Listed entries:

[start]

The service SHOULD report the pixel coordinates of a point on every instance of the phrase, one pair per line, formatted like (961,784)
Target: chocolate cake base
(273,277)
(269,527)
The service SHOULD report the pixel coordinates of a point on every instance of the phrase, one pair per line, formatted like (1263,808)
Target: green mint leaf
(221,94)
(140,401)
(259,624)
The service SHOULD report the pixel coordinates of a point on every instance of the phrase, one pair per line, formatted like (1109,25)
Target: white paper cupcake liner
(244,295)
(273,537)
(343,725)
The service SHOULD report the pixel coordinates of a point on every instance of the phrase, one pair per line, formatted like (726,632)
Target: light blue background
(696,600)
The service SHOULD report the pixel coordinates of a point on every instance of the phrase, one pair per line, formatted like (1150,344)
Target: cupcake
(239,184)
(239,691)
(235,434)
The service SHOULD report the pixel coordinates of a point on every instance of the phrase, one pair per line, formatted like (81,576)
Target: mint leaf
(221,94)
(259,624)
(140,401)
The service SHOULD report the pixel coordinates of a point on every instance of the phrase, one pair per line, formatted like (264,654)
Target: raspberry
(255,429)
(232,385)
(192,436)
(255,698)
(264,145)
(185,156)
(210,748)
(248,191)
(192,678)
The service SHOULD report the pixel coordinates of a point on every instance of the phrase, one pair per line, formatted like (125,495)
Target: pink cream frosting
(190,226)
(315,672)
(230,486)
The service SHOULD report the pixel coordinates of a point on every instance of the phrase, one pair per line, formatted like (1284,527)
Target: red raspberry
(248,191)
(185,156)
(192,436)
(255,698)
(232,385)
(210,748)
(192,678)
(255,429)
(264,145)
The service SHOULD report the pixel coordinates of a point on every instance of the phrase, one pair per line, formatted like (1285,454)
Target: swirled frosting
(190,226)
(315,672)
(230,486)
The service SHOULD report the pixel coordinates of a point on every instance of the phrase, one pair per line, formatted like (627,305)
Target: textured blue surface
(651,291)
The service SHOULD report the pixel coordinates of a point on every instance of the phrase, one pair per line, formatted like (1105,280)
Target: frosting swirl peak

[end]

Do this:
Convert all of the material above into a Markdown table with two columns, Row and Line. Number each row and leave out blank lines.

Solution below:
| Row | Line |
|---|---|
| 1 | The service SHOULD report the pixel coordinates of a point on every instance of the phrase, one pair per line, formatted like (961,784) |
| 2 | Target: chocolate cake base |
| 3 | (273,277) |
| 4 | (269,527) |
| 5 | The service SHOULD report the pixel coordinates of a point on every instance of the phrase, one pair per line, formatted like (1263,808) |
| 6 | Target: green mint leaf |
| 7 | (221,94) |
| 8 | (140,401) |
| 9 | (259,624) |
| 10 | The service SHOULD report the pixel coordinates of a point on every instance of the phrase, one pair per line, formatted like (1109,25) |
| 11 | Target: white paper cupcake liner |
| 12 | (244,295) |
| 13 | (273,537) |
| 14 | (343,725) |
| 15 | The service SHOULD report the pixel coordinates of a point on every instance of the phrase, one pair per line, formatted like (726,632) |
| 16 | Target: light blue background |
| 17 | (696,600) |
| 18 | The service SHOULD report the pixel coordinates of a point on every instance of the phrase, one pair per line, formatted like (1150,344) |
| 19 | Target: cupcake |
| 20 | (239,184) |
| 21 | (239,691) |
| 22 | (235,434) |
| 23 | The service SHOULD report the pixel coordinates of a point on every instance of the phrase, one pair per line, formatted like (81,576) |
| 24 | Target: mint leaf |
| 25 | (221,94) |
| 26 | (259,624) |
| 27 | (140,401) |
| 28 | The service SHOULD report the pixel coordinates of a point on every instance of the phrase, one pair per line, formatted like (264,654) |
| 29 | Target: raspberry |
| 30 | (255,429) |
| 31 | (232,385) |
| 32 | (192,436) |
| 33 | (255,698) |
| 34 | (264,145) |
| 35 | (185,156) |
| 36 | (210,748) |
| 37 | (248,191) |
| 38 | (192,678) |
| 39 | The service SHOULD report the pixel coordinates of a point on every instance of the phrase, one pair per line, formatted like (125,495) |
| 40 | Target: pink cream frosting |
| 41 | (190,226) |
| 42 | (315,672) |
| 43 | (230,486) |
| 44 | The service SHOULD report the pixel coordinates of a point on every instance of the phrase, one pair per line, formatted like (1284,527) |
| 45 | Target: red raspberry |
| 46 | (248,191) |
| 47 | (185,156) |
| 48 | (192,436) |
| 49 | (255,698) |
| 50 | (232,385) |
| 51 | (210,748) |
| 52 | (192,678) |
| 53 | (255,429) |
| 54 | (264,145) |
| 55 | The service SHOULD report the pixel coordinates of a point on every instance of the phrase, one pair per line, formatted like (1285,454) |
| 56 | Target: swirled frosting |
| 57 | (190,226) |
| 58 | (315,672) |
| 59 | (230,486) |
| 60 | The service SHOULD report the pixel coordinates of a point on every instance of the phrase, one pair per line, formatted like (627,305) |
| 61 | Target: textured blue surface |
| 62 | (651,291) |
| 63 | The service SHOULD report the pixel coordinates of a point on every instance of the phrase, one pair per line, formatted like (1105,280) |
| 64 | Target: frosting swirl peak |